• [Source document]
........

Famine in South Sudan: A Food Security Crisis

In late February 2017, the United Nations (UN) officially declared a famine in South Sudan. This is the first famine to be declared in six years, with the last famine being declared in Somalia. The cause of the famine, however, is not due to a natural disaster or drought, but is instead man-made, by years of civil war. While more than 1.5 million people have fled South Sudan due to the war, those who remain are dealing with the famine outbreak, including more than a quarter million malnourished children. Rural farmers are left to search for wild plants after dealing with the loss of crops and animals, while the urban population is experiencing hyperinflation with prices rising 800% in the past year. The brutal civil war has now slashed nearly all hope that the oil-rich country would prosper after gaining independence from Sudan in 2013.

........

(Records from a data collection)

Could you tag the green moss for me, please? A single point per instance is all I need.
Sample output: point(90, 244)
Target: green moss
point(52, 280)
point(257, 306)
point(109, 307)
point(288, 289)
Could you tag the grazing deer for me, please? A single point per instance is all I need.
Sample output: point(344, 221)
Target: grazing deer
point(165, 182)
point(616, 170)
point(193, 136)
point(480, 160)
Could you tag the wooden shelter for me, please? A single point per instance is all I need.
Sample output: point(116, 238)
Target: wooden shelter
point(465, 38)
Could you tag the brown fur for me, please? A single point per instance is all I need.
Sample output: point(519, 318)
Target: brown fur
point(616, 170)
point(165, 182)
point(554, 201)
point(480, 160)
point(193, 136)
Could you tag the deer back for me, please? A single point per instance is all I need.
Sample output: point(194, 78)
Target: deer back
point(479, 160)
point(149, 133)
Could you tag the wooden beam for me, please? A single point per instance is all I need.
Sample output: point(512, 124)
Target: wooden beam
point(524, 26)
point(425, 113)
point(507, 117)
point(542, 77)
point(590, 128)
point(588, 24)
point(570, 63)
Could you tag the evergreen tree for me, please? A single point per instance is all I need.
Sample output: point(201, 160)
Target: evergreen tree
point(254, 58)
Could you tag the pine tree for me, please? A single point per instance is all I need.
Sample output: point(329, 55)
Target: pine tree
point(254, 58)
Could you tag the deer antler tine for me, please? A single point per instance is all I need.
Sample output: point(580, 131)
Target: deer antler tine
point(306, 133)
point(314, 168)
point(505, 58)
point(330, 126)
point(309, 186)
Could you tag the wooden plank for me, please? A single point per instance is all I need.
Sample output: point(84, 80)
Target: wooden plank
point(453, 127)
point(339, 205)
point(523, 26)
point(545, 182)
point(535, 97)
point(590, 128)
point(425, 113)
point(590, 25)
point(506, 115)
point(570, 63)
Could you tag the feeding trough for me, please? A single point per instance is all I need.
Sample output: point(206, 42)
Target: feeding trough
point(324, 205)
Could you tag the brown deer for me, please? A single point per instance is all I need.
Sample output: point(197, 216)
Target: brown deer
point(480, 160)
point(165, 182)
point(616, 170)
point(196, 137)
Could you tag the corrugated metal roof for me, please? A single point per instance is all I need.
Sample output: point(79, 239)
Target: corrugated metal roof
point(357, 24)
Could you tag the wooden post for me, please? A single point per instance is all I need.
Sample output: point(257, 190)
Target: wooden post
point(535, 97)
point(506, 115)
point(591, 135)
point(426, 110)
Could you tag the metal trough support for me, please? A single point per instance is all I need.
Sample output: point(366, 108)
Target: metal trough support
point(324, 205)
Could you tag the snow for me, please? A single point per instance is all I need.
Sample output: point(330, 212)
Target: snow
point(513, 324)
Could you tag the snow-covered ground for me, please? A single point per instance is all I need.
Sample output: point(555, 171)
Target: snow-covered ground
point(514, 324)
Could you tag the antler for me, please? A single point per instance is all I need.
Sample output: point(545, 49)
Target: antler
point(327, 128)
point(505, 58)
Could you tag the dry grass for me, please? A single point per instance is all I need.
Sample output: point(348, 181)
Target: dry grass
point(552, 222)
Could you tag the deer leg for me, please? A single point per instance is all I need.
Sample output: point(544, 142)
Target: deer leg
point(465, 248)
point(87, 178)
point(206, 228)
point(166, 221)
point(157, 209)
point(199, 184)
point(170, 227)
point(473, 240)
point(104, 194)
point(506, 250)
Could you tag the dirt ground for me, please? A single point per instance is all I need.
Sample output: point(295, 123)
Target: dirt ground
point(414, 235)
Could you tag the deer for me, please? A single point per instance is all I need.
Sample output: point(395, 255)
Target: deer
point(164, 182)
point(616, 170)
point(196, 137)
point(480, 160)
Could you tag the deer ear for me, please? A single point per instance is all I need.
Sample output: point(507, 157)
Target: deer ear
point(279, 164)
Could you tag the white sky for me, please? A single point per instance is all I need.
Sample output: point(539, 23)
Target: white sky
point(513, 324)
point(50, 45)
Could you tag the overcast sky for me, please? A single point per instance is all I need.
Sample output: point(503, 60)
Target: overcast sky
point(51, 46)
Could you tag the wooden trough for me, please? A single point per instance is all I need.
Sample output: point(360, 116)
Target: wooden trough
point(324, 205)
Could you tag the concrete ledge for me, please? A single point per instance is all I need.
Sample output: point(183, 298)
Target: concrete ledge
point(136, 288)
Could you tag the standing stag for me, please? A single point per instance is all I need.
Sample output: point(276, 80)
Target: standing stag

........

• [Exercise set]
1. From the passage on the South Sudan famine, extract the text from "In late February" to "Sudan in 2013.".
2. Answer these questions using the passage on the South Sudan famine:
(a) Which organization declared the famine, and when?
(b) In which country was the previous famine declared?
(c) By what percentage have prices risen in the past year for the urban population?

• [Task answers]
1.
In late February 2017, the United Nations (UN) officially declared a famine in South Sudan. This is the first famine to be declared in six years, with the last famine being declared in Somalia. The cause of the famine, however, is not due to a natural disaster or drought, but is instead man-made, by years of civil war. While more than 1.5 million people have fled South Sudan due to the war, those who remain are dealing with the famine outbreak, including more than a quarter million malnourished children. Rural farmers are left to search for wild plants after dealing with the loss of crops and animals, while the urban population is experiencing hyperinflation with prices rising 800% in the past year. The brutal civil war has now slashed nearly all hope that the oil-rich country would prosper after gaining independence from Sudan in 2013.

2.
(a) The United Nations (UN), in late February 2017.
(b) Somalia.
(c) 800%.